WORK TO COMPLETE: Format every line of the records below as a Markdown table with two columns, No. and Text. Give one row per line, number the rows in order, and leave out blank lines.

• • • •

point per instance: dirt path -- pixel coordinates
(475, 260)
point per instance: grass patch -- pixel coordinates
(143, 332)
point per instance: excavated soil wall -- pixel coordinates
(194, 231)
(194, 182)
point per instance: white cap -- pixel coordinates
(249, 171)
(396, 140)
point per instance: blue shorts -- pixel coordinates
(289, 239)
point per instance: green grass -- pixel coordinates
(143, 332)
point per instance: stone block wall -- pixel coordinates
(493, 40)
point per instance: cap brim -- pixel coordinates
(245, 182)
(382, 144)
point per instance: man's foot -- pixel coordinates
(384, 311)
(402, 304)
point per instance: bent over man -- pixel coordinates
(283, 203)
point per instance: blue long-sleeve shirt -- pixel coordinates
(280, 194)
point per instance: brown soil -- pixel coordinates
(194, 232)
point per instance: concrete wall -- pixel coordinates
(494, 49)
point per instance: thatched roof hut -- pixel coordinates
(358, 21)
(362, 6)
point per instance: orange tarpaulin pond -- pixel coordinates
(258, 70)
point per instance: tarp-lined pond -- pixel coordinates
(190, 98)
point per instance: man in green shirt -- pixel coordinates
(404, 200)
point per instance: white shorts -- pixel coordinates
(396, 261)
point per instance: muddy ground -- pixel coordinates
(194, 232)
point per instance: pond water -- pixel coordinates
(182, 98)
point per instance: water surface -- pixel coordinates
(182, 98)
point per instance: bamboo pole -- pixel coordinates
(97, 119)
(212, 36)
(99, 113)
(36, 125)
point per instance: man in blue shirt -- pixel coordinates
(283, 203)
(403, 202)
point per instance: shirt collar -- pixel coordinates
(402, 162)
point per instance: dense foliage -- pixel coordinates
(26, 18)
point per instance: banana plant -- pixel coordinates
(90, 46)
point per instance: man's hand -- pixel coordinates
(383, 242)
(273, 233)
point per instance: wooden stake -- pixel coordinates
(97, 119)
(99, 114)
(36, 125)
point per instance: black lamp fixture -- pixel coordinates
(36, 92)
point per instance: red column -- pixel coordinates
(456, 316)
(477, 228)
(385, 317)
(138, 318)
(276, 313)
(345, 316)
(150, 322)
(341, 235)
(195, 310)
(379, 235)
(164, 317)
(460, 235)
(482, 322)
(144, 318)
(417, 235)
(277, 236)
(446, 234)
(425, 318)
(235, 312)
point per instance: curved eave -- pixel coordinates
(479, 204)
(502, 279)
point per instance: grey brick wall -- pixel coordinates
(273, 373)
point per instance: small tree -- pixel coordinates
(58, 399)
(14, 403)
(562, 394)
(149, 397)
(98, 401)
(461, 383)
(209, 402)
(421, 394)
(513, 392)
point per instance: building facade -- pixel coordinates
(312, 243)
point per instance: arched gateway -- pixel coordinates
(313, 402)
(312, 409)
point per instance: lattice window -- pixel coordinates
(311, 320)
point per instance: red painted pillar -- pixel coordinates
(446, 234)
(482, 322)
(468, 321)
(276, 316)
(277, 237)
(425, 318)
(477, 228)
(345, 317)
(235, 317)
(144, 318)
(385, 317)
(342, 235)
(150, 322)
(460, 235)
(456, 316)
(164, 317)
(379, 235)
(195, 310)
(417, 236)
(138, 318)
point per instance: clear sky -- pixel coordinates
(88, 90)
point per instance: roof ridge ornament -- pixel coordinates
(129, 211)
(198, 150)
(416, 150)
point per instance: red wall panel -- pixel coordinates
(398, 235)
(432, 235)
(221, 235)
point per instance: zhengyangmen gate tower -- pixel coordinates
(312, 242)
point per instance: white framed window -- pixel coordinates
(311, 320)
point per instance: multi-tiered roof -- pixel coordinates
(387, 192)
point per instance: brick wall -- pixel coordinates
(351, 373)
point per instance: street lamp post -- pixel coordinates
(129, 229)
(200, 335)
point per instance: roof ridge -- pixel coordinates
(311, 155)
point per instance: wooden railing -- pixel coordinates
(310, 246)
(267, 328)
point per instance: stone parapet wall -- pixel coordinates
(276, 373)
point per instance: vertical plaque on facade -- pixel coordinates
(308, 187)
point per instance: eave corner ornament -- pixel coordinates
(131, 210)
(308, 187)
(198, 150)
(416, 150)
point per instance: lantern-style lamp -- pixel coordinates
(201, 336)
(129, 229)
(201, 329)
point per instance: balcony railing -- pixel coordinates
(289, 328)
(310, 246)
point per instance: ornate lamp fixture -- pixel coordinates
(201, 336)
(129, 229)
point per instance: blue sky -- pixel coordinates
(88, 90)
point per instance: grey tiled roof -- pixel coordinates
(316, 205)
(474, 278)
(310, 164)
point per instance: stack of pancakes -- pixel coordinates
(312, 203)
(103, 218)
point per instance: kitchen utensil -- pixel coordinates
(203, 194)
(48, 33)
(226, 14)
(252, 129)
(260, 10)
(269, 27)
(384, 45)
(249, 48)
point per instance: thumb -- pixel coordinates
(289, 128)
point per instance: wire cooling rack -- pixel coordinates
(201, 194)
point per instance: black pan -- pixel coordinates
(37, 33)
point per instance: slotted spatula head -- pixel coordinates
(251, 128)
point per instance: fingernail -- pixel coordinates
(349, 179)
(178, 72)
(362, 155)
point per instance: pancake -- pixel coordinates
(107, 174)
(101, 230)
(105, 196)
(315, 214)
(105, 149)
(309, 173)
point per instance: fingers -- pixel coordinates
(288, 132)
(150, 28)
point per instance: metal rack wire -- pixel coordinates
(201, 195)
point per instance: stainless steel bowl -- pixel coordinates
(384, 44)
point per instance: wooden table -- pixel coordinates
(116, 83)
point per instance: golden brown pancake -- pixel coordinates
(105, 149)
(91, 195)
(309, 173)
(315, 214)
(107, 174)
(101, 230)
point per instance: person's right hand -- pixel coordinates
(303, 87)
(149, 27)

• • • •

RESULT OF THE EXERCISE:
| No. | Text |
|---|---|
| 1 | point per instance: dirt path -- pixel coordinates |
| 2 | (475, 260) |
| 3 | point per instance: grass patch -- pixel coordinates |
| 4 | (143, 332) |
| 5 | point per instance: excavated soil wall -- pixel coordinates |
| 6 | (194, 231) |
| 7 | (194, 182) |
| 8 | point per instance: white cap -- pixel coordinates |
| 9 | (249, 171) |
| 10 | (396, 140) |
| 11 | point per instance: blue shorts -- pixel coordinates |
| 12 | (289, 239) |
| 13 | point per instance: green grass -- pixel coordinates |
| 14 | (143, 332) |
| 15 | point per instance: stone block wall -- pixel coordinates |
| 16 | (493, 40) |
| 17 | point per instance: cap brim -- pixel coordinates |
| 18 | (245, 182) |
| 19 | (382, 144) |
| 20 | point per instance: man's foot -- pixel coordinates |
| 21 | (384, 311) |
| 22 | (402, 304) |
| 23 | point per instance: bent over man -- pixel coordinates |
| 24 | (283, 203) |
| 25 | point per instance: blue long-sleeve shirt -- pixel coordinates |
| 26 | (280, 194) |
| 27 | point per instance: brown soil -- pixel coordinates |
| 28 | (194, 232) |
| 29 | point per instance: concrete wall -- pixel coordinates |
| 30 | (494, 49) |
| 31 | point per instance: thatched roof hut -- pixel coordinates |
| 32 | (358, 21) |
| 33 | (362, 6) |
| 34 | point per instance: orange tarpaulin pond -- pixel coordinates |
| 35 | (258, 70) |
| 36 | point per instance: tarp-lined pond -- pixel coordinates |
| 37 | (190, 98) |
| 38 | point per instance: man in green shirt -- pixel coordinates |
| 39 | (404, 200) |
| 40 | point per instance: white shorts -- pixel coordinates |
| 41 | (396, 261) |
| 42 | point per instance: muddy ground -- pixel coordinates |
| 43 | (194, 232) |
| 44 | point per instance: pond water -- pixel coordinates |
| 45 | (182, 98) |
| 46 | point per instance: water surface -- pixel coordinates |
| 47 | (182, 98) |
| 48 | point per instance: bamboo pole -- pixel coordinates |
| 49 | (97, 119) |
| 50 | (212, 36) |
| 51 | (99, 113) |
| 52 | (36, 125) |
| 53 | point per instance: man in blue shirt -- pixel coordinates |
| 54 | (283, 203) |
| 55 | (403, 202) |
| 56 | point per instance: shirt collar -- pixel coordinates |
| 57 | (402, 162) |
| 58 | point per instance: dense foliage -- pixel coordinates |
| 59 | (26, 18) |
| 60 | point per instance: banana plant -- pixel coordinates |
| 61 | (90, 46) |
| 62 | point per instance: man's hand -- pixel coordinates |
| 63 | (383, 242) |
| 64 | (273, 233) |
| 65 | point per instance: wooden stake -- pixel coordinates |
| 66 | (97, 119) |
| 67 | (99, 114) |
| 68 | (36, 125) |
| 69 | point per instance: black lamp fixture -- pixel coordinates |
| 70 | (36, 92) |
| 71 | point per instance: red column -- pixel coordinates |
| 72 | (456, 316) |
| 73 | (477, 228) |
| 74 | (385, 317) |
| 75 | (138, 318) |
| 76 | (276, 313) |
| 77 | (345, 316) |
| 78 | (150, 322) |
| 79 | (341, 235) |
| 80 | (195, 310) |
| 81 | (379, 235) |
| 82 | (164, 317) |
| 83 | (460, 235) |
| 84 | (482, 322) |
| 85 | (144, 318) |
| 86 | (417, 235) |
| 87 | (277, 236) |
| 88 | (446, 234) |
| 89 | (425, 318) |
| 90 | (235, 312) |
| 91 | point per instance: curved eave -- pixel coordinates |
| 92 | (479, 204) |
| 93 | (502, 279) |
| 94 | point per instance: grey brick wall -- pixel coordinates |
| 95 | (273, 373) |
| 96 | point per instance: small tree -- pixel coordinates |
| 97 | (58, 399) |
| 98 | (14, 403) |
| 99 | (562, 394) |
| 100 | (149, 397) |
| 101 | (98, 401) |
| 102 | (461, 383) |
| 103 | (209, 402) |
| 104 | (421, 394) |
| 105 | (513, 392) |
| 106 | point per instance: building facade -- pixel coordinates |
| 107 | (312, 243) |
| 108 | point per instance: arched gateway -- pixel coordinates |
| 109 | (313, 402) |
| 110 | (312, 409) |
| 111 | point per instance: lattice window -- pixel coordinates |
| 112 | (311, 320) |
| 113 | point per instance: red painted pillar -- pixel coordinates |
| 114 | (446, 234) |
| 115 | (482, 322) |
| 116 | (468, 321) |
| 117 | (276, 316) |
| 118 | (277, 237) |
| 119 | (425, 318) |
| 120 | (477, 228) |
| 121 | (345, 317) |
| 122 | (235, 317) |
| 123 | (144, 318) |
| 124 | (385, 317) |
| 125 | (342, 235) |
| 126 | (150, 322) |
| 127 | (460, 235) |
| 128 | (456, 316) |
| 129 | (164, 317) |
| 130 | (379, 235) |
| 131 | (195, 310) |
| 132 | (417, 236) |
| 133 | (138, 318) |
| 134 | point per instance: clear sky -- pixel coordinates |
| 135 | (88, 90) |
| 136 | point per instance: roof ridge ornament -- pixel coordinates |
| 137 | (129, 211) |
| 138 | (198, 150) |
| 139 | (416, 150) |
| 140 | point per instance: red wall panel -- pixel coordinates |
| 141 | (398, 235) |
| 142 | (432, 235) |
| 143 | (221, 235) |
| 144 | point per instance: zhengyangmen gate tower -- pixel coordinates |
| 145 | (312, 242) |
| 146 | point per instance: white framed window -- pixel coordinates |
| 147 | (311, 320) |
| 148 | point per instance: multi-tiered roof -- pixel coordinates |
| 149 | (387, 192) |
| 150 | point per instance: brick wall -- pixel coordinates |
| 151 | (351, 373) |
| 152 | point per instance: street lamp post -- pixel coordinates |
| 153 | (129, 229) |
| 154 | (200, 335) |
| 155 | point per instance: roof ridge -- pixel coordinates |
| 156 | (311, 155) |
| 157 | point per instance: wooden railing -- pixel coordinates |
| 158 | (310, 246) |
| 159 | (267, 328) |
| 160 | point per instance: stone parapet wall -- pixel coordinates |
| 161 | (276, 373) |
| 162 | point per instance: vertical plaque on facade -- pixel coordinates |
| 163 | (308, 187) |
| 164 | point per instance: eave corner ornament -- pixel coordinates |
| 165 | (131, 210) |
| 166 | (308, 187) |
| 167 | (198, 150) |
| 168 | (416, 150) |
| 169 | point per instance: lantern-style lamp -- pixel coordinates |
| 170 | (201, 336) |
| 171 | (129, 229) |
| 172 | (201, 329) |
| 173 | point per instance: balcony railing -- pixel coordinates |
| 174 | (289, 328) |
| 175 | (310, 246) |
| 176 | point per instance: ornate lamp fixture -- pixel coordinates |
| 177 | (201, 336) |
| 178 | (129, 229) |
| 179 | point per instance: blue sky -- pixel coordinates |
| 180 | (88, 90) |
| 181 | point per instance: grey tiled roof -- pixel coordinates |
| 182 | (316, 205) |
| 183 | (474, 278) |
| 184 | (310, 164) |
| 185 | point per instance: stack of pancakes -- pixel coordinates |
| 186 | (312, 203) |
| 187 | (103, 218) |
| 188 | point per instance: kitchen utensil -- pixel coordinates |
| 189 | (203, 194) |
| 190 | (48, 33) |
| 191 | (226, 14) |
| 192 | (252, 129) |
| 193 | (260, 10) |
| 194 | (269, 27) |
| 195 | (384, 45) |
| 196 | (249, 48) |
| 197 | point per instance: thumb -- pixel coordinates |
| 198 | (289, 128) |
| 199 | point per instance: wire cooling rack -- pixel coordinates |
| 200 | (201, 194) |
| 201 | point per instance: black pan -- pixel coordinates |
| 202 | (37, 33) |
| 203 | point per instance: slotted spatula head -- pixel coordinates |
| 204 | (251, 128) |
| 205 | point per instance: fingernail -- pixel coordinates |
| 206 | (349, 179) |
| 207 | (178, 72) |
| 208 | (362, 155) |
| 209 | point per instance: pancake -- pixel coordinates |
| 210 | (107, 174) |
| 211 | (101, 230) |
| 212 | (105, 196) |
| 213 | (315, 214) |
| 214 | (105, 149) |
| 215 | (309, 173) |
| 216 | point per instance: fingers -- pixel coordinates |
| 217 | (288, 132) |
| 218 | (150, 28) |
| 219 | point per instance: metal rack wire -- pixel coordinates |
| 220 | (201, 195) |
| 221 | point per instance: stainless steel bowl -- pixel coordinates |
| 222 | (384, 44) |
| 223 | point per instance: wooden table -- pixel coordinates |
| 224 | (116, 83) |
| 225 | point per instance: golden brown pancake -- pixel coordinates |
| 226 | (105, 149) |
| 227 | (91, 195) |
| 228 | (309, 173) |
| 229 | (315, 214) |
| 230 | (107, 174) |
| 231 | (101, 230) |
| 232 | point per instance: person's right hand -- pixel coordinates |
| 233 | (303, 87) |
| 234 | (149, 27) |